> **Extract to read**:
Incognito Mode, Isn’t…

An OpEd by Marcus Adams. An overview of “Incognito Mode” or “Private Browsing” features in web browsers, filtering out the hype to discuss their limitations and what they’re actually useful for. Any personal opinions stated here do not necessarily reflect the views of Appalachian Insider (Formerly Magoffin News Network). More information about the author can be found at the bottom.

Online privacy and security is a process. It’s a process that, depending on the situation, may involve the use of a multitude of tools, technologies and processes to keep yourself as safe as reasonably possible. One of those tools that has been added in recent years is “Incognito” or “Private” modes in most web browsers.

“Incognito” or “private” mode in your browser is a valuable tool in your arsenal. Something that you can use to help protect yourself, but it’s not entirely what it might seem to be on the surface, or what some companies have marketed it as. The name is a little misleading. Google recently agreed to settle a $5 billion dollar lawsuit alleging that it spied on users using the “incognito” mode built into the Chrome browser, and other similar modes/features in other browsers.

> **Task instructions**:
Quote the op-ed about incognito mode, starting at the words "An OpEd by Marcus" and ending after "most web browsers.". Draw only on the op-ed about incognito mode and nothing else.

> **Extracted information**:

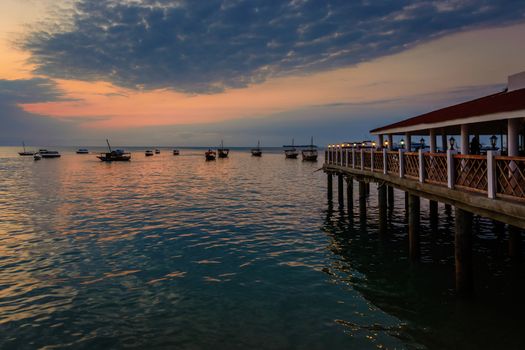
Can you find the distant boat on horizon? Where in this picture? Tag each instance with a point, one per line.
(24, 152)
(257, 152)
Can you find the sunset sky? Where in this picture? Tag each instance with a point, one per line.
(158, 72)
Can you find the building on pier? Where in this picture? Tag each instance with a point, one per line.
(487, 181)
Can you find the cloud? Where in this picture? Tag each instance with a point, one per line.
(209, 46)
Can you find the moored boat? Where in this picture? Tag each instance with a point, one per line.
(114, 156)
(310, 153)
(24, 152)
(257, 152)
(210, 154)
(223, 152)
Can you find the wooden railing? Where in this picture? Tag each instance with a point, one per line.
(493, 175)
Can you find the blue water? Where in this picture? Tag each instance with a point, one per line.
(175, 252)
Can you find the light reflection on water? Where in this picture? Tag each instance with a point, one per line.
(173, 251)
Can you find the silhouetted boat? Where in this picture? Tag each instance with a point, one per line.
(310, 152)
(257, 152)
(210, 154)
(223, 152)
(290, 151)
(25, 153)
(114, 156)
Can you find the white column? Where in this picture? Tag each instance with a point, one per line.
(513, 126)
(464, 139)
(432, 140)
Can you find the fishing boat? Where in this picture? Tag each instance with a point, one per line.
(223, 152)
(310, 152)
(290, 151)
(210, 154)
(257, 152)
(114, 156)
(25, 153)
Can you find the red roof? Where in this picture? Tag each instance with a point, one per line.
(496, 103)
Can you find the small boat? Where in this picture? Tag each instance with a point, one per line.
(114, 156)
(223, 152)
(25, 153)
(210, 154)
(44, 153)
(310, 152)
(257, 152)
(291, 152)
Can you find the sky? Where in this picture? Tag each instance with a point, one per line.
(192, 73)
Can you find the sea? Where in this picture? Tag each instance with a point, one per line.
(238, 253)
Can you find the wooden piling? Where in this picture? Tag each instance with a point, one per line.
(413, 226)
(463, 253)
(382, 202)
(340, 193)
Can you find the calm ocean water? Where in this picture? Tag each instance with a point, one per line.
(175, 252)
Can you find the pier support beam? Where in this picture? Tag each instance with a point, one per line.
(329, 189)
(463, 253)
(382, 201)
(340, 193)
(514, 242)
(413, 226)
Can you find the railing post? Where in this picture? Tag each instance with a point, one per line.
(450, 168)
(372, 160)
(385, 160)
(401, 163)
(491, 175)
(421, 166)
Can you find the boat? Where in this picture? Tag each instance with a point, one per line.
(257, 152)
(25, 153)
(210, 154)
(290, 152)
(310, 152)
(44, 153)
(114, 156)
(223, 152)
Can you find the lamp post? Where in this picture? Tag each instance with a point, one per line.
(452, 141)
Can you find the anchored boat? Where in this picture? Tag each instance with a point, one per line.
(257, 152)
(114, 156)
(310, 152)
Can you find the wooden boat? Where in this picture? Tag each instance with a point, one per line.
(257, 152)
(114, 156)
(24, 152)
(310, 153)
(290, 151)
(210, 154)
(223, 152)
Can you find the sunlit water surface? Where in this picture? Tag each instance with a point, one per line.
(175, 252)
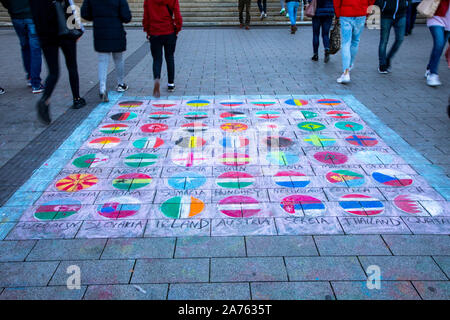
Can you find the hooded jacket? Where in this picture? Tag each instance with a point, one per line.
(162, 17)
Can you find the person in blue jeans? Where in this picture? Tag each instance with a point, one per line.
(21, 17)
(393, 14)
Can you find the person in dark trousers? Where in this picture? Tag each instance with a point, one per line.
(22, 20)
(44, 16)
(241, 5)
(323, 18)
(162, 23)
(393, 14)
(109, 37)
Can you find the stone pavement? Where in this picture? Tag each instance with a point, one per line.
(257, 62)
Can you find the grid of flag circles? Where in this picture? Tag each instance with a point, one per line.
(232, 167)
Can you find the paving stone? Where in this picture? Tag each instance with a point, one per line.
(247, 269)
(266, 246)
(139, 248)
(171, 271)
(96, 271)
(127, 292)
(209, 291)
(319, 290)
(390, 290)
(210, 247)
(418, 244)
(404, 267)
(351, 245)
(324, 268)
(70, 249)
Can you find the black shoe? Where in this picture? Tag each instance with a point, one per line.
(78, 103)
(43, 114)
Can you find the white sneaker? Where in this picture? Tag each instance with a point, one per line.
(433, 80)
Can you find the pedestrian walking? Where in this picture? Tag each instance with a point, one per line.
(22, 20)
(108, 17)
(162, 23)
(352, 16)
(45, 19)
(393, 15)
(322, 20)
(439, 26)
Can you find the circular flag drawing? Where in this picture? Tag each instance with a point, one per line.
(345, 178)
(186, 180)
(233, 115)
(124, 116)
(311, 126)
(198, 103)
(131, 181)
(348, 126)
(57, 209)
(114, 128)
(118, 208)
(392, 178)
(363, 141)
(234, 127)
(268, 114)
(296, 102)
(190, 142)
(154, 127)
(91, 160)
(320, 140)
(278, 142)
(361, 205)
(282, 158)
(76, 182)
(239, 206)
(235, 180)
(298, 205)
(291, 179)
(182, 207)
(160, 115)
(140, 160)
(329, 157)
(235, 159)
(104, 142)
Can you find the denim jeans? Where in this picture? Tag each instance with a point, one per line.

> **Response**:
An OpEd by Marcus Adams. An overview of “Incognito Mode” or “Private Browsing” features in web browsers, filtering out the hype to discuss their limitations and what they’re actually useful for. Any personal opinions stated here do not necessarily reflect the views of Appalachian Insider (Formerly Magoffin News Network). More information about the author can be found at the bottom.

Online privacy and security is a process. It’s a process that, depending on the situation, may involve the use of a multitude of tools, technologies and processes to keep yourself as safe as reasonably possible. One of those tools that has been added in recent years is “Incognito” or “Private” modes in most web browsers.